This has been one truly terrible year. One of the very few even vaguely redeeming bits has been the music, so therefore there is a final playlist of the year above.

We’ll see how 2017 goes.

2016, in progress (July)

And what an absolutely rubbish year this has been so far…

For everything apart from music, of course. And I’ve playlisted some.

Because he didn’t let any of his music go on Spotify, please imagine Prince’s 6-minute album version of 1999 playing directly at the start. (And if you have the album around, play it. Play it loud.)

Media Break: 28/02/2016

I was meaning to do one of these every two weeks. That hasn’t really worked out, has it…

  • Out the serious Oscar contenders, I will be more than happy if Room wins. Really subtle and well done. Mad Max: Fury Road is of course the best film there, but it’s never going to get Best Picture or Best Director in a million years (even though it had as arduous a shoot as The Revenant did, only less talked about).
  • Idris Elba was robbed. So were Ryan Coogler and Michael B. Jordan: Creed is just a Rocky movie really, but it somehow manages to breathe life back into the old carthorse through the traditional means of quality direction, a mastery of screenplay structure, and beautifully realistic, low-key performance.
  • Deadpool is far more fun than it had any right to be and absolutely is the best X-Men spinoff by far (it does help that it’s the only one that’s been written with any form of a sense of humour involved). Suicide Squad will have a lot to live up to.
  • I liked The Hateful Eight a lot, probably more than a lot of critics did: only Tarantino and Robert Richardson can get away with filming a cramped single-location film in Ultra Panavision 70 and not have it feel entirely like a gimmick. Like always, it improved a lot in his redrafting and, looking at the final draft screenplay the Weinstein Company have published for Oscars season, in the edit too. Wish Entertainment hadn’t fallen out with Cineworld though; but I don’t regret having to pay extra for once. (Note: I saw it on digital, with an intermission, at a Vue.)
  • What on earth is going on with Batman v. Superman? The only way they seem to be promoting it in Britain at the moment is with some appalling Turkish Airlines commercials that are on every ad break on Food Network and most ad breaks on every other Freeview channel. I will probably see it, but still…
  • Rise of the Tomb Raider can be recommended to anyone who enjoyed 2013 Tomb Raider: it plays the same, but adds better tombs, better side missions, optional NPC quests and fewer quick-time events of doom. A better rounded game.

**OBJECTIVE 1:** Can you repeat the part of the records that opens with the line containing "GET /v1/detect?q=white coffee cup" and closes at the end of the records, requests included? Increase every bounding-box coordinate in the answers by 33, and leave the sample arrays as they are.
The records have no connection to the blog post.

**THE INPUT:**
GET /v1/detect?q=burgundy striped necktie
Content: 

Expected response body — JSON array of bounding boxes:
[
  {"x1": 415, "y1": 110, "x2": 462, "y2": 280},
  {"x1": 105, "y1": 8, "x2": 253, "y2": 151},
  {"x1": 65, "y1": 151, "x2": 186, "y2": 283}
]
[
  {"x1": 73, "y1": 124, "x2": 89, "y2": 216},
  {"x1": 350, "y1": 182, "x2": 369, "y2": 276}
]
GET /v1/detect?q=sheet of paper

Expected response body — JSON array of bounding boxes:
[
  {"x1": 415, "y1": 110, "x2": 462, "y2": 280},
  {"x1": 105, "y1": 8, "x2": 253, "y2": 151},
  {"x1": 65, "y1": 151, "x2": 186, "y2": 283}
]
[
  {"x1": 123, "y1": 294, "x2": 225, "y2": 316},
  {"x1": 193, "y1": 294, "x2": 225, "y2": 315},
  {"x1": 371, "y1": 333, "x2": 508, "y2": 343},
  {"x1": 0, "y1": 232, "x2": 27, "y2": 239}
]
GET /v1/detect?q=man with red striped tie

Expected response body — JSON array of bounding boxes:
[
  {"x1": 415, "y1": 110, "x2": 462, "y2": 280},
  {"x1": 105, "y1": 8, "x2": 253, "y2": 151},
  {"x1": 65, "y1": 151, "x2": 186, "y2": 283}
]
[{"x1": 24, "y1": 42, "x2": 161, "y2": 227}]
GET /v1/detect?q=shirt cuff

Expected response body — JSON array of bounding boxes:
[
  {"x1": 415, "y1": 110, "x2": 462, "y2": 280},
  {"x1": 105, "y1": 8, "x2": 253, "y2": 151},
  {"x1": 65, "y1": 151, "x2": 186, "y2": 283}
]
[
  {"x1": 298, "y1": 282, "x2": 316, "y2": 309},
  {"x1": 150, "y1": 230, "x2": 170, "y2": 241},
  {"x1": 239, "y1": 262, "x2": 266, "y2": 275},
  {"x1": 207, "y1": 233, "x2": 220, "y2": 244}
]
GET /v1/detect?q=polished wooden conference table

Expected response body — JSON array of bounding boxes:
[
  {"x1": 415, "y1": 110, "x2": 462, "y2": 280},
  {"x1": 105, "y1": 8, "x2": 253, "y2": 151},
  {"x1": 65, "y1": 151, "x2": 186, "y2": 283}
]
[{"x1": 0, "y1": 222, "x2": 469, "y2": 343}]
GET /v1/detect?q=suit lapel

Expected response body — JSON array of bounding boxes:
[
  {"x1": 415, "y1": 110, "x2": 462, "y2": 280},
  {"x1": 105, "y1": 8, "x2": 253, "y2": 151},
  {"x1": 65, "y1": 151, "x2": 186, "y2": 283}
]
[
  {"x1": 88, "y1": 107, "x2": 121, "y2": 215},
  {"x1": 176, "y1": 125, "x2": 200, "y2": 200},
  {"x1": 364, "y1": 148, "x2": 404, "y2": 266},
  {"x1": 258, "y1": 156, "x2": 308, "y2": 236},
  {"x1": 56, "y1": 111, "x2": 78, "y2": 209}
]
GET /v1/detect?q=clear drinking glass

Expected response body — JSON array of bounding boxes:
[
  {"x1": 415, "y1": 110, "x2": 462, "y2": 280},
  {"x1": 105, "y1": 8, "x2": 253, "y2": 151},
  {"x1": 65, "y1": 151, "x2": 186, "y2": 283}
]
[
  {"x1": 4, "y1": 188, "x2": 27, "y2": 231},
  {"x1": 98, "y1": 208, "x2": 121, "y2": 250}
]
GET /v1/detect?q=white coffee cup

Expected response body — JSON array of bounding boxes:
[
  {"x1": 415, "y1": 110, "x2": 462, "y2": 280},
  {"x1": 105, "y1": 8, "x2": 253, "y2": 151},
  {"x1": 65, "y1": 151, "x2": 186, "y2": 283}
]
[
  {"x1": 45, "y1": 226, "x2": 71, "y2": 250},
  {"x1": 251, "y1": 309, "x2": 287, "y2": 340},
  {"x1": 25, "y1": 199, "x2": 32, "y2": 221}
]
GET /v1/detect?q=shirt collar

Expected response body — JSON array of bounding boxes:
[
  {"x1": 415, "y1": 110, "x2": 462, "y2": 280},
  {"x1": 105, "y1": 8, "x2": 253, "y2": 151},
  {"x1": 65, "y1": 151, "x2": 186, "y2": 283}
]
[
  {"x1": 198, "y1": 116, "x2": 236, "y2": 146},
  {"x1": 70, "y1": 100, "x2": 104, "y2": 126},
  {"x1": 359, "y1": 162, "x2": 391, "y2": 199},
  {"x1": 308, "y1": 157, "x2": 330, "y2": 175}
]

**OBJECTIVE 2:** Can you repeat the part of the blog post that opens with the words containing "2016, in progress (July)" and closes with "less talked about).", with "Best Director" changed to "Best Screenplay"?

**TASK SOLUTION 1:**
GET /v1/detect?q=white coffee cup

Expected response body — JSON array of bounding boxes:
[
  {"x1": 415, "y1": 110, "x2": 462, "y2": 280},
  {"x1": 105, "y1": 8, "x2": 253, "y2": 151},
  {"x1": 65, "y1": 151, "x2": 186, "y2": 283}
]
[
  {"x1": 78, "y1": 259, "x2": 104, "y2": 283},
  {"x1": 284, "y1": 342, "x2": 320, "y2": 373},
  {"x1": 58, "y1": 232, "x2": 65, "y2": 254}
]
GET /v1/detect?q=shirt collar

Expected response body — JSON array of bounding boxes:
[
  {"x1": 415, "y1": 110, "x2": 462, "y2": 280},
  {"x1": 105, "y1": 8, "x2": 253, "y2": 151},
  {"x1": 65, "y1": 151, "x2": 186, "y2": 283}
]
[
  {"x1": 231, "y1": 149, "x2": 269, "y2": 179},
  {"x1": 103, "y1": 133, "x2": 137, "y2": 159},
  {"x1": 392, "y1": 195, "x2": 424, "y2": 232},
  {"x1": 341, "y1": 190, "x2": 363, "y2": 208}
]

**TASK SOLUTION 2:**
2016, in progress (July)

And what an absolutely rubbish year this has been so far…

For everything apart from music, of course. And I’ve playlisted some.

Because he didn’t let any of his music go on Spotify, please imagine Prince’s 6-minute album version of 1999 playing directly at the start. (And if you have the album around, play it. Play it loud.)

Media Break: 28/02/2016

I was meaning to do one of these every two weeks. That hasn’t really worked out, has it…

  • Out the serious Oscar contenders, I will be more than happy if Room wins. Really subtle and well done. Mad Max: Fury Road is of course the best film there, but it’s never going to get Best Picture or Best Screenplay in a million years (even though it had as arduous a shoot as The Revenant did, only less talked about).